DESCRIPTION OF THE TASK
Read the data below line by line and copy each one with "sheet" in it.

Extracted data entries:
>>>>

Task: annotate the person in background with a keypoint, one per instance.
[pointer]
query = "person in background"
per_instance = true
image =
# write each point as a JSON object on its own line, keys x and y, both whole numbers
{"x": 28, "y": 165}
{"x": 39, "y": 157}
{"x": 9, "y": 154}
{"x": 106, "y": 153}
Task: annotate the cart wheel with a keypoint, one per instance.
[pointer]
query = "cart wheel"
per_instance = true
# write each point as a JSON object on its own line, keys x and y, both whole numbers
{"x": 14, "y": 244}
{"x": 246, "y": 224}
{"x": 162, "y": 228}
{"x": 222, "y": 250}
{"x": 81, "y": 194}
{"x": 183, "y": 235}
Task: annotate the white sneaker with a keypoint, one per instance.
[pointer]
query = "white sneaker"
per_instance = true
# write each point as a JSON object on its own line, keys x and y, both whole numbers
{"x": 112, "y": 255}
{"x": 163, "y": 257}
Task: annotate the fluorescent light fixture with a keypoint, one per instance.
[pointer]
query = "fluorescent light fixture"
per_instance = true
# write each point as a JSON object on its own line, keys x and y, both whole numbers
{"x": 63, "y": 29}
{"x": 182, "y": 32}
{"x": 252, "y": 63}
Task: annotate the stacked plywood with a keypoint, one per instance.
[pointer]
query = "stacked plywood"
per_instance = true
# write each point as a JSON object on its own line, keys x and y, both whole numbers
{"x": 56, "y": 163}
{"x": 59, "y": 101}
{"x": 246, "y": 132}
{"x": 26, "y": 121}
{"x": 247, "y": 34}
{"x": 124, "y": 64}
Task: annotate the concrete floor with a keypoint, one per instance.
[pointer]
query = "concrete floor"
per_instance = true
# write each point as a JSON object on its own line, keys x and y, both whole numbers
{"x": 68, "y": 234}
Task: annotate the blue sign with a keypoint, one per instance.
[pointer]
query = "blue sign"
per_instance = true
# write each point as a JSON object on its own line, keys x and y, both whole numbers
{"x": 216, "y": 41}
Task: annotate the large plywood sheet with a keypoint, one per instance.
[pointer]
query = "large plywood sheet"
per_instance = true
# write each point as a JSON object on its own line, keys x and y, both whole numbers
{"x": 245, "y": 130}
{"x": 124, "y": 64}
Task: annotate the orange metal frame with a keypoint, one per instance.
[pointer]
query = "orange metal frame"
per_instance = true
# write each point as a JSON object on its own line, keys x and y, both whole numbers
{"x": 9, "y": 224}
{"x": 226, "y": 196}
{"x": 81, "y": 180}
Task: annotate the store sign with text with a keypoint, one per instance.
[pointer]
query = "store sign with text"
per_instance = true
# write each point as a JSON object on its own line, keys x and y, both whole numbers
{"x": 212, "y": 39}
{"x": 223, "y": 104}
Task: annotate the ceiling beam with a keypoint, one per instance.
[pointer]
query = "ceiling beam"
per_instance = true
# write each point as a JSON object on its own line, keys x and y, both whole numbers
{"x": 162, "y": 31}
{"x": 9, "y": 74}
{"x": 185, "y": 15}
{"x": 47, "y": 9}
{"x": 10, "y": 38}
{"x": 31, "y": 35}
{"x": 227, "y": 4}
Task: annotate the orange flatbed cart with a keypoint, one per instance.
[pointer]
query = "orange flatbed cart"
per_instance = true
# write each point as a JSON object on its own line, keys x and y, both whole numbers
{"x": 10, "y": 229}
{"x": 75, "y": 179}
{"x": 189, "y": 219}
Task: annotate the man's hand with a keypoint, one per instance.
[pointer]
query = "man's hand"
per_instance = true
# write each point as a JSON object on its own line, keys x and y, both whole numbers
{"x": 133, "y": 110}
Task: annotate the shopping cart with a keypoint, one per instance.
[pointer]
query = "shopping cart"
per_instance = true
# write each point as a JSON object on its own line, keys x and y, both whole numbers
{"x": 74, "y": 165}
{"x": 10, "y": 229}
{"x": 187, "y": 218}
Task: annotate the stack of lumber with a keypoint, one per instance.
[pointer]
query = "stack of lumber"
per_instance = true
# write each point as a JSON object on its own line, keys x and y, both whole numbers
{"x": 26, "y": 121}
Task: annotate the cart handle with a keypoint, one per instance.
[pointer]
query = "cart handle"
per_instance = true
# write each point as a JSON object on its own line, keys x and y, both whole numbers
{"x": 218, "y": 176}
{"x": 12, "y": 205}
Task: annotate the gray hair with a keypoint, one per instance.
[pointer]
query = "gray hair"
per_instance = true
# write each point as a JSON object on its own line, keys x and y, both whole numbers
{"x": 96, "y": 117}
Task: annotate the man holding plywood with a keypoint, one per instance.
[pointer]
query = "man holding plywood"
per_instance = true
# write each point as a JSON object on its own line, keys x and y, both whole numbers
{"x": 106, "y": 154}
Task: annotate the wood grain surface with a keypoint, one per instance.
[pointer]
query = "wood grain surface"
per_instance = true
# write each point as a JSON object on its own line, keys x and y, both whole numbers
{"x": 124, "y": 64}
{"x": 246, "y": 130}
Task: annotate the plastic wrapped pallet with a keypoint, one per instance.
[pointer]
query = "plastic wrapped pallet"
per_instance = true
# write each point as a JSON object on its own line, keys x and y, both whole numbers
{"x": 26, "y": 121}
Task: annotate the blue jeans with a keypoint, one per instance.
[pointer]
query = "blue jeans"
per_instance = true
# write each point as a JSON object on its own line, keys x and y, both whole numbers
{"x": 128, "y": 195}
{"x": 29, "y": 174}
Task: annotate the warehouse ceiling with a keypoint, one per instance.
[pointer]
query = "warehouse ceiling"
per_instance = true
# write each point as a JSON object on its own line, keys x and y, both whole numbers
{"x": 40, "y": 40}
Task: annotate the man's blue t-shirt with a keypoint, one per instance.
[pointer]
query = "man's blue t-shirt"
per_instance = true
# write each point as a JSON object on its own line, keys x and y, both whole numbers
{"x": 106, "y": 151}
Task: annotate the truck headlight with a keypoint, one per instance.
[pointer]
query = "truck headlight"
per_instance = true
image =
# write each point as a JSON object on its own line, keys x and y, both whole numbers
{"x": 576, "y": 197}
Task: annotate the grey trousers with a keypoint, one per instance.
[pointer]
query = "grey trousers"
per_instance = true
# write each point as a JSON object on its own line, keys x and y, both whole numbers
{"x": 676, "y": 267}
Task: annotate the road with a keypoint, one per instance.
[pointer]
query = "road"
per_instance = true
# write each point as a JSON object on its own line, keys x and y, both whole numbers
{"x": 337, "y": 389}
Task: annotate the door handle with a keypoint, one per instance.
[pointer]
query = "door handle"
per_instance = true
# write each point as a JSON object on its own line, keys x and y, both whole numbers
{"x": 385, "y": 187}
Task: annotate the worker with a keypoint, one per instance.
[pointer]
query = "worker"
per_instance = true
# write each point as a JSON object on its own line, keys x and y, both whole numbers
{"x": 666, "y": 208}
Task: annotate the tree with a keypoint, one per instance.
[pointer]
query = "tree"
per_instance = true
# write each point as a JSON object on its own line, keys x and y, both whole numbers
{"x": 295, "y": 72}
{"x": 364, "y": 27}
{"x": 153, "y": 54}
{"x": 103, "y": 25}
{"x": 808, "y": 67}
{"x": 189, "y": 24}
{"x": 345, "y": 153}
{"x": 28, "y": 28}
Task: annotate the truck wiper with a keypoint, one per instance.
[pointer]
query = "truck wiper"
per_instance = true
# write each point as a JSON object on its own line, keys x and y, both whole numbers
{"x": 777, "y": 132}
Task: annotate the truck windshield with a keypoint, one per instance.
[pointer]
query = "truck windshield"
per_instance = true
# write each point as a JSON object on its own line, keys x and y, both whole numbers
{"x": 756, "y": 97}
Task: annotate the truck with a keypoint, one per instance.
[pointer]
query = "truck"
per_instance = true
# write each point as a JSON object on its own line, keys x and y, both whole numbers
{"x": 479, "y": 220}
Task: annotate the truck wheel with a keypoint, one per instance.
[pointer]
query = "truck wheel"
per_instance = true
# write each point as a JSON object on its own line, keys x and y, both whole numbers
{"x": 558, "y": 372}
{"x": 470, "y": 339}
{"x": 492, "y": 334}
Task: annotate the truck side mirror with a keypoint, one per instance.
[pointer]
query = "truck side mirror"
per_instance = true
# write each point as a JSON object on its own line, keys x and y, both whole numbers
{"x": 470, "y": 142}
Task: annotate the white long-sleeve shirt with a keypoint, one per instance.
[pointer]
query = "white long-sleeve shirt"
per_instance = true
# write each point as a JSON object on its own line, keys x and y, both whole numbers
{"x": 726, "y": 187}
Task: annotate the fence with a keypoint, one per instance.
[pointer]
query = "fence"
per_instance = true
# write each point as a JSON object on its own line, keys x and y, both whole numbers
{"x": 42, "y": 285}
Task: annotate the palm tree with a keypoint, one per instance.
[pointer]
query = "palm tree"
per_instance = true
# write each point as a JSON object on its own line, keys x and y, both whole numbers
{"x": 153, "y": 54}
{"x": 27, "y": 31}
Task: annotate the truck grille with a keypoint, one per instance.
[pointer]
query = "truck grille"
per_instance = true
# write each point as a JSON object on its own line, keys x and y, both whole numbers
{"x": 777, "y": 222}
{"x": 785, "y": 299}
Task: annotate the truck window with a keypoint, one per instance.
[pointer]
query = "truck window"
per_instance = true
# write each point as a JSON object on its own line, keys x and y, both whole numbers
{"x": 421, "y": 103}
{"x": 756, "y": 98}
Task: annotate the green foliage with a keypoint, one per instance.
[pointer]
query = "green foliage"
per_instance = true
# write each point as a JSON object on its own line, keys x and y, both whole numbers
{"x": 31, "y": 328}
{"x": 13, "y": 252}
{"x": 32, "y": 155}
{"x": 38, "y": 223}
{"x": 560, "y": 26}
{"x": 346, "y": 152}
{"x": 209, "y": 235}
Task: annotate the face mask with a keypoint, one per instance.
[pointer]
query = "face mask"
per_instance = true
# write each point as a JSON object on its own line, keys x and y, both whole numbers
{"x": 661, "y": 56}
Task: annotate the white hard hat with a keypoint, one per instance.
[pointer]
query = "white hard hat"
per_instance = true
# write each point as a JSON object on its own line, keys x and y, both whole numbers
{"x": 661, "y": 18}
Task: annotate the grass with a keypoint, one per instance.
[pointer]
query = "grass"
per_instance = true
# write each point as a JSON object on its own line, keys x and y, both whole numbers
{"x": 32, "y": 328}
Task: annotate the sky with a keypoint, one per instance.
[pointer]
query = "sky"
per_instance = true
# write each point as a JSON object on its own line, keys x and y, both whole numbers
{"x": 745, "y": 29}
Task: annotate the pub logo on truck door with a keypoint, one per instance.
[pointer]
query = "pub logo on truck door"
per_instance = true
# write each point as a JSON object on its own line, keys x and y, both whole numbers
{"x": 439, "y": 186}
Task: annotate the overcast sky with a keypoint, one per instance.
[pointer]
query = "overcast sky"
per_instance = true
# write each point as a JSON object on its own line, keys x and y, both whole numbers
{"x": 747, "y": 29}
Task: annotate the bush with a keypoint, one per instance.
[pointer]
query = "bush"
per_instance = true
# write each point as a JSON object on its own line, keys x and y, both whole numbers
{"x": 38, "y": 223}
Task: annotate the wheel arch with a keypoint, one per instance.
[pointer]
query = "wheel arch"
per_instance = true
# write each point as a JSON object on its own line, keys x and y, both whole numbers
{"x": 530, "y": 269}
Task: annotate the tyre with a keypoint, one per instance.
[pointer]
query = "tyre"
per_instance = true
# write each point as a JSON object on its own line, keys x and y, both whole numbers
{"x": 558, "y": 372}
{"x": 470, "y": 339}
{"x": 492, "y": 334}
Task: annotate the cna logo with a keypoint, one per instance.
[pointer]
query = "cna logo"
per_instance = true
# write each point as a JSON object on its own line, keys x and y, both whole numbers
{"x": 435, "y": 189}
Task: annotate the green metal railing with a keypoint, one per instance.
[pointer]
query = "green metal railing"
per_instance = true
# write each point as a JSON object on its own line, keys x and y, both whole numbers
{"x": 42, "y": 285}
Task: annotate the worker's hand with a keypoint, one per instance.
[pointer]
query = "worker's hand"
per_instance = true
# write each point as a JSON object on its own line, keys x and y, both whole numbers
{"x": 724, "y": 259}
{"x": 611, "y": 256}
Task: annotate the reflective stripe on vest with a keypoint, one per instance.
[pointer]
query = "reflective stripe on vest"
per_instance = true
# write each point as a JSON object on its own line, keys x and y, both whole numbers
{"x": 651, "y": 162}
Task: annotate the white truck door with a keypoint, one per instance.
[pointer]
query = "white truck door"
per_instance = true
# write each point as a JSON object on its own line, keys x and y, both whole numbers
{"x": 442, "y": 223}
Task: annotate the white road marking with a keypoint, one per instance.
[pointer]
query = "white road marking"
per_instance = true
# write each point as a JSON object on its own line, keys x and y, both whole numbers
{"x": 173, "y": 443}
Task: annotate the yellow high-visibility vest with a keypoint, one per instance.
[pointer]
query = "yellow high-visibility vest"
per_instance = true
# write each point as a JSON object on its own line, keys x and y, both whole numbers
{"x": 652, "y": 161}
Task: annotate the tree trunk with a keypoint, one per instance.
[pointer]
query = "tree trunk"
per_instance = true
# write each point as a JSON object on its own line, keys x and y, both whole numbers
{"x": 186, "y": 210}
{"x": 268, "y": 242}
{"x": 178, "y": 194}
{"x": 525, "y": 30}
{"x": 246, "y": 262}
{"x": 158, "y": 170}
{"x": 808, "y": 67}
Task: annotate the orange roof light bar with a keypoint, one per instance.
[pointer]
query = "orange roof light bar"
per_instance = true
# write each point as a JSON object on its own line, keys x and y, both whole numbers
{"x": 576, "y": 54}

<<<<

PROBLEM SOLUTION
Task: annotate the large plywood sheet with a keypoint, one per instance.
query = "large plywood sheet"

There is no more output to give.